» EXTRAIT

= = =

Ce roman aux thèses multiples est, de plus, exalté par le « récit théologique » qui l’enclave : les réflexions du narrateur non-croyant sont constamment enrichies par les points de vue des personnages qu’il rencontre, emblématiques des trois grandes religions monothéistes : la foi catholique du curé qui voit dans la restauration de la nudité du Christ en croix une suprême leçon d’humilité et de compassion ; la méditation biblique et l’exégèse de la langue hébraïque par l’entremise du rabbin qui éclaire le sens des inscriptions sur la statue ; la générosité de l’ouvrier musulman qui lui offre le marbre. Ces dialogues interreligieux émaillent la trame narrative d’aphorismes qui illustrent un idéal d’humanité réconciliée.

= = =

» LIGNES FOURNIES
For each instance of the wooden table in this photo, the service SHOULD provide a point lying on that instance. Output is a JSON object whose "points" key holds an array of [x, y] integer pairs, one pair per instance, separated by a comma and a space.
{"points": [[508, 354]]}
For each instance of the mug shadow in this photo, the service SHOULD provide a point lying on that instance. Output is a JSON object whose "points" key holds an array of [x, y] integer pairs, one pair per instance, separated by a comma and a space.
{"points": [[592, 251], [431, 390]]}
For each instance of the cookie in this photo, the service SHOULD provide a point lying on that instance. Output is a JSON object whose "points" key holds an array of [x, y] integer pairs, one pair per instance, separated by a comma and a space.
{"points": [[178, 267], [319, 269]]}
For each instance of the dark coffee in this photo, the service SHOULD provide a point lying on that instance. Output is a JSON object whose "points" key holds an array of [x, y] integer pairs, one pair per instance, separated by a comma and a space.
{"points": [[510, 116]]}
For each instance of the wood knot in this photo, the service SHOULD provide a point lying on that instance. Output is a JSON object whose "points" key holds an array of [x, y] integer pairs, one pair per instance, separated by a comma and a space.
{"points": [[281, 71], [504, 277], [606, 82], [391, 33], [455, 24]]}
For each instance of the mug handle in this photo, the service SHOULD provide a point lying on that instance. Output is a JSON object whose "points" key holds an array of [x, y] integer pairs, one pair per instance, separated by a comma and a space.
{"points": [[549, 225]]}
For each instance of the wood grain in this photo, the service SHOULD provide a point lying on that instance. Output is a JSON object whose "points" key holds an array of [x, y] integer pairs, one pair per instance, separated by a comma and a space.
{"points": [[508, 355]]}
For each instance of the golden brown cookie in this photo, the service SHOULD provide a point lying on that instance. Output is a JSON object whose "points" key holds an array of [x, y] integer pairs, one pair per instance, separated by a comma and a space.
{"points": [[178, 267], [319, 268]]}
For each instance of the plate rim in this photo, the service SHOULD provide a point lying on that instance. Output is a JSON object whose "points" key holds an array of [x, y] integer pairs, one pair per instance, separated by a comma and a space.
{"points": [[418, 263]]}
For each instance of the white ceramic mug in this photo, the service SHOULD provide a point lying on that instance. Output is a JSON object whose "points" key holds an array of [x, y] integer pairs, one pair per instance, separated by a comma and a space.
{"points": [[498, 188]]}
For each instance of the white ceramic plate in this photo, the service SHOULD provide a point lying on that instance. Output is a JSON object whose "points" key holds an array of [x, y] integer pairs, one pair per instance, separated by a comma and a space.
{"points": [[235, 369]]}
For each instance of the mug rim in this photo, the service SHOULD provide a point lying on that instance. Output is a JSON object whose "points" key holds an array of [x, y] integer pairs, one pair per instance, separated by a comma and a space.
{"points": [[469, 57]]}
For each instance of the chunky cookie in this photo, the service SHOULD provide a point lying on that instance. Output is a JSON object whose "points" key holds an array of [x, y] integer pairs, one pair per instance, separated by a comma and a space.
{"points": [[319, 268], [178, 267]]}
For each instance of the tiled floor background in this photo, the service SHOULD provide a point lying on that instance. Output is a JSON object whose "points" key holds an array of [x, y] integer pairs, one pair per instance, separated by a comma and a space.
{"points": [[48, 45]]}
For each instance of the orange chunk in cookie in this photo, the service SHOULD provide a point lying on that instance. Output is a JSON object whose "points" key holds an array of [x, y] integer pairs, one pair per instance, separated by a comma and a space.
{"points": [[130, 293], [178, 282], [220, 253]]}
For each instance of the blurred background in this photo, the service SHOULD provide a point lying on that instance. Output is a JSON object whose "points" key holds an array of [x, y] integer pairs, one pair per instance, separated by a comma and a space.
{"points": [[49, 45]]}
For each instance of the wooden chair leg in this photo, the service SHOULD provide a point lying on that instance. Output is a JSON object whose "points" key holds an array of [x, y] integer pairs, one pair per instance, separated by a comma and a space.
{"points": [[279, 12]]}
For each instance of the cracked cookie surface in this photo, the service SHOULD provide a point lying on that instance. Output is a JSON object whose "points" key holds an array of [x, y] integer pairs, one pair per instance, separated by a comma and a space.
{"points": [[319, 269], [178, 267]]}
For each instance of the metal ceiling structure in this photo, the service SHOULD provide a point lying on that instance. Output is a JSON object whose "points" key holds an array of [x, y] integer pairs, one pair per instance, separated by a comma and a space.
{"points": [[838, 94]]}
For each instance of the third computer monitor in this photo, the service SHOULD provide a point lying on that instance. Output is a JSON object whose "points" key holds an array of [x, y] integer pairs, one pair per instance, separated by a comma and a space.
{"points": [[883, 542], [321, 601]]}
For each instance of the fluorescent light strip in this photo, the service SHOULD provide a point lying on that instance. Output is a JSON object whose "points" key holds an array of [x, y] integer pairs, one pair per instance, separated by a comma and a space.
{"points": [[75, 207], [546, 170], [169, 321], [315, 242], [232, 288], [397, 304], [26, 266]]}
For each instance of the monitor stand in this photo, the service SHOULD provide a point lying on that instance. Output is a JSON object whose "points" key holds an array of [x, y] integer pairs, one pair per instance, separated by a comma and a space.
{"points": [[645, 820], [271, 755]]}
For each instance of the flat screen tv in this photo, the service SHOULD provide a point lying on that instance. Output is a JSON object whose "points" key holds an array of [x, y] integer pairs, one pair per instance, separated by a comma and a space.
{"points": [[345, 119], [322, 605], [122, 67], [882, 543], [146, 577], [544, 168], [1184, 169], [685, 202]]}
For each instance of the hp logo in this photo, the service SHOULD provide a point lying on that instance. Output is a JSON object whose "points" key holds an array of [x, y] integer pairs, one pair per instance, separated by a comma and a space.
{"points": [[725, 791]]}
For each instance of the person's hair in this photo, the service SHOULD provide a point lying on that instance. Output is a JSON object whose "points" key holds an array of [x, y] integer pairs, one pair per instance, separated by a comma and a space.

= = =

» CONSIGNES
(1) Citez l'extrait sur le roman en commençant aux mots « Ce roman aux » et en vous arrêtant après les mots « idéal d’humanité réconciliée. ».
(2) D'après l'extrait sur le roman, quel geste l'ouvrier musulman a-t-il envers le narrateur ?
(3) Poursuivez l'extrait sur le roman à la suite de sa dernière phrase.

» CORRIGÉS
(1)
Ce roman aux thèses multiples est, de plus, exalté par le « récit théologique » qui l’enclave : les réflexions du narrateur non-croyant sont constamment enrichies par les points de vue des personnages qu’il rencontre, emblématiques des trois grandes religions monothéistes : la foi catholique du curé qui voit dans la restauration de la nudité du Christ en croix une suprême leçon d’humilité et de compassion ; la méditation biblique et l’exégèse de la langue hébraïque par l’entremise du rabbin qui éclaire le sens des inscriptions sur la statue ; la générosité de l’ouvrier musulman qui lui offre le marbre. Ces dialogues interreligieux émaillent la trame narrative d’aphorismes qui illustrent un idéal d’humanité réconciliée.

(2) Il lui offre le marbre.

(3)
On peut lire La Nature exposée comme un roman à plusieurs fonds. Le style dénudé et vif, le puzzle des intrigues subtilement enchevêtrées, les personnages emblématiques, l’art du dialogue servent une méditation autour de l’escalade et de l’écriture, de la sculpture et de la création artistique, du corps humain, de la crucifixion du Christ, de la persécution du peuple juif, de la Bible et du Coran, ou encore du sort réservé aux plus petits. Dans ce roman allusif, Erri De Luca use de la littérature non comme d’un simple divertissement mais comme d’une « parole contraire », au service de l’humanisme solidaire qu’exprime son personnage-narrateur. C’est que le romancier lui aussi est un artiste engagé et un passeur de fraternité universelle.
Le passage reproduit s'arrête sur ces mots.